_TEXT PASSAGE_
----

Flotsam and jetsam

Debris litters a beach on Mustang Island, an 18-mile barrier island stretching from Corpus Christi to Port Aransas.

By Neil Strassman
Texas Climate News

SAN DIEGO – The Texas coast is littered with about ten times more plastic debris than the beaches of the eastern Gulf of Mexico.

In fact, Texas has more marine debris along its waterfront than any other state in the nation, say oceanographic researchers and conservationists.

The stark news about the Texas coast was delivered in two discussions of ongoing, unpublished research presented at the Sixth International Marine Debris Conference in San Diego this week.

It’s not driftwood, folks.

It’s plastic.

And there’s an astonishing amount of it: An estimated two billion pieces of plastic call the nation’s coastline home and Texas gets more than its fair share.

Everything from bottles, cups and straws to plastic rope, jugs, crates, nets and fishing line. There are candy wrappers, plastic bags and cigarette butts, hard and soft plastic – and don’t forget the bottle caps.

Need a toothbrush? Go to the beach.

In the heat and the ultraviolet light the plastic degrades and breaks apart, getting smaller and smaller, uncollectible, until the white sandy beach becomes the white plastic sandy beach.

The smaller the particle, the easier it is to be eaten by seabirds and to work into the aquatic food chain.

The debris damages wildlife, fisheries, tourism, poisons the aquatic environment and destroys the natural beauty of the Texas coast.

Expect more plastic debris, not less

The problem is getting worse, not better, said George Leonard, chief scientist for the nonprofit Ocean Conservancy.

Eight million metric tons of plastic worldwide flows into the ocean every year and another 350 million metric tons is produced annually, Leonard said.

“All signals point to more plastic, not less,” he said. “How do we bend that trajectory so we don’t kill the ocean.”

Debris totals

A study presented at the San Diego conference found that Texas leads the nation in marine debris.

In 2015, the Conservancy joined with the federal National Oceanic and Atmospheric Administration to identify geographic patterns and trends in marine debris distribution and to improve monitoring and cleanup.

The Conservancy had organized and collected data on beach cleanups for 30 years, which was used for the study. NOAA’s Marine Debris Monitoring Program had cleanup data for five years.

They enlisted the Commonwealth Scientific and Industrial Research Organization of Australia to crunch the data for the U.S. coasts.

It took a year, said Chris Wilcox, a quantitative ecologist and the Australian organization’s chief scientist.

“It’s the first time anyone had a go at a statistical analysis of the data that’s been collected,” he said.

[See “Worldwide, plastic debris inspires action” below this article]

The study showed that marine debris in the U.S. is largely homegrown. It comes from urban areas and tends to collect nearby, though it is highly variable and can, at times, end up in other places, Wilcox said.

----

_GIVEN INFORMATION_
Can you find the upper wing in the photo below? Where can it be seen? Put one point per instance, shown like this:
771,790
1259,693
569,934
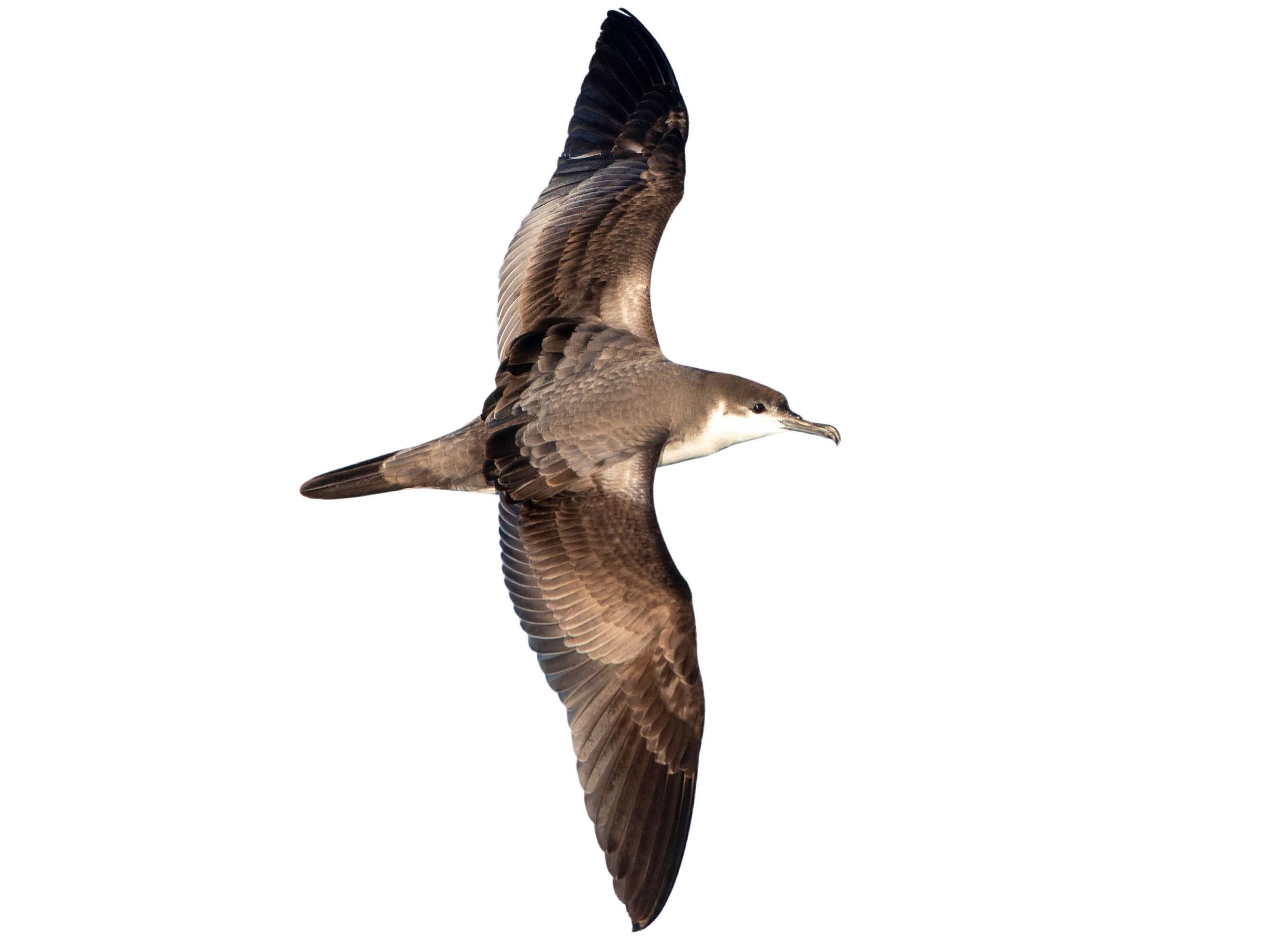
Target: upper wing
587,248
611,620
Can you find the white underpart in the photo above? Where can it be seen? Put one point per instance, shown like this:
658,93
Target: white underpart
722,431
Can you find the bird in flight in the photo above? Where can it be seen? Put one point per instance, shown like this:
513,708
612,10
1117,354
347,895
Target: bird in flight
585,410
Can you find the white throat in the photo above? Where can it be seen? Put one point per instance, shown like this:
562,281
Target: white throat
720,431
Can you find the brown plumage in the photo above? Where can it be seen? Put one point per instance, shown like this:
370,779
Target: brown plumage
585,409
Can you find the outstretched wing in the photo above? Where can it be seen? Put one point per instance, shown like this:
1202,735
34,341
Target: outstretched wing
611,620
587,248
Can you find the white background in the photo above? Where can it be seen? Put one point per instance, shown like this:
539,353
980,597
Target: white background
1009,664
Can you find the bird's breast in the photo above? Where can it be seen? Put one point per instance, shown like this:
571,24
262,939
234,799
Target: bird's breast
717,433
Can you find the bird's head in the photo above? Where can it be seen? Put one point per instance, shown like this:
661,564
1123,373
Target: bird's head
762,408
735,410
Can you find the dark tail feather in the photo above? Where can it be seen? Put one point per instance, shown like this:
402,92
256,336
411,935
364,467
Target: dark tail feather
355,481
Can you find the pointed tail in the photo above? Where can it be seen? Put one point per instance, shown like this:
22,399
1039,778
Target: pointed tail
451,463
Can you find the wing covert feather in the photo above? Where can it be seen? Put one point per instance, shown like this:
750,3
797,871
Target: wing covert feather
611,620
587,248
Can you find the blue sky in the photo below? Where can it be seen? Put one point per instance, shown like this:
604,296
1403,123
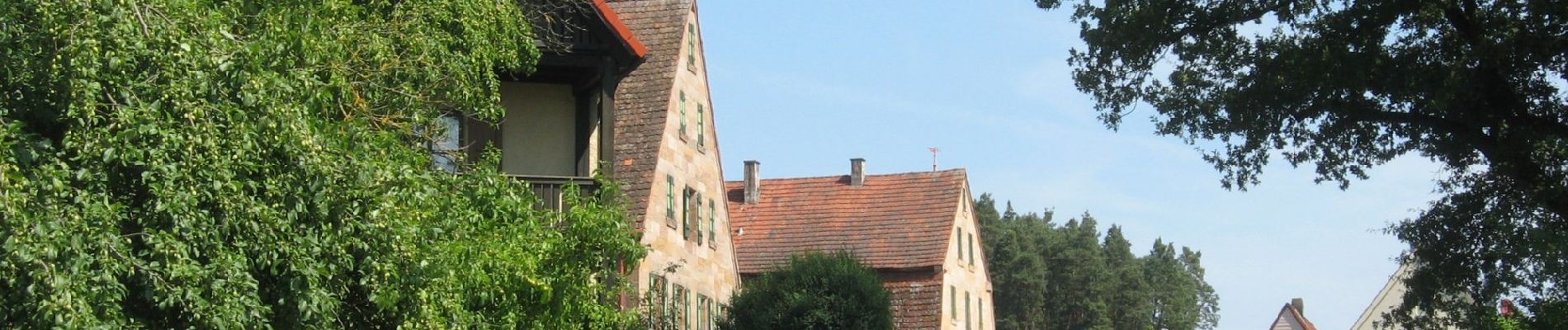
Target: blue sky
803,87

----

_STATED TASK_
Extend the article on plastic debris along the Texas coast, which appears before the lines, by writing what follows its last sentence.

_WRITTEN ANSWER_
“Effectively, people here are dumping into the ocean,” Wilcox said.  “We must get better at waste management to compensate for the increase in plastic production, which doubles every 11 years.”

Between now and 2029, he said, the world will make as much plastic as it has made from the advent of the commercial plastics industry in the mid-20th century until now.

The study also showed that Texas currently leads the nation in marine debris.

Gulf currents do a job on Texas beaches

There is precedent for debris to collect in the area around the Coastal Bend of the middle Texas coast, said Larry McKinney, executive director of the Harte Research Institute for Gulf of Mexico Studies, a part of Texas A&M University-Corpus Christi.

“There is a series of currents in the eastern Gulf that deposit the debris in Texas. “It’s been that way for hundreds of thousands of years.”

The currents in the Gulf are finicky.

Even the great Loop Current that flows north into the Gulf between Cuba and the Yucatan Peninsula is subject to strange machinations.

Whooping crane food

A plastic bag adorns a Carolina wolfberry bush, a favorite food of whooping cranes. Members of the highly endangered bird species spend winters on the central Texas coast.

It usually heads for the nation’s southern coastline, swings to the east and then tracks south along Florida to exit in the Atlantic.  Every once in a while large eddies – rings of current that can measure 200 miles across and last for a year –  spin off the Loop and head for the Texas coast or Mexico.

The bottom line: The 367-mile Texas coastline may only rank as the sixth longest among all the states, but Lone Star beaches get hammered.

NOAA researchers Katie Swanson in Texas and Caitlin Wessel in Alabama have found that with the exception of summer, currents push their bounty to the west and into Texas. In the summer, currents push northward across the Gulf onto the state’s beaches.

“There’s a lot of debris and 90 percent is plastic,” said Swanson, stewardship coordinator for the Mission-Aransas National Estuarine Research Reserve, an area close to the center of the Texas coast.

Swanson studied debris on some of Texas’ barrier islands, including the uninhabited and privately owned San Jose Island, and found that there was as much debris there as in other places with public access.

“There’s 10 times more trash than on the Texas beaches than in Alabama and the eastern Gulf,” she said.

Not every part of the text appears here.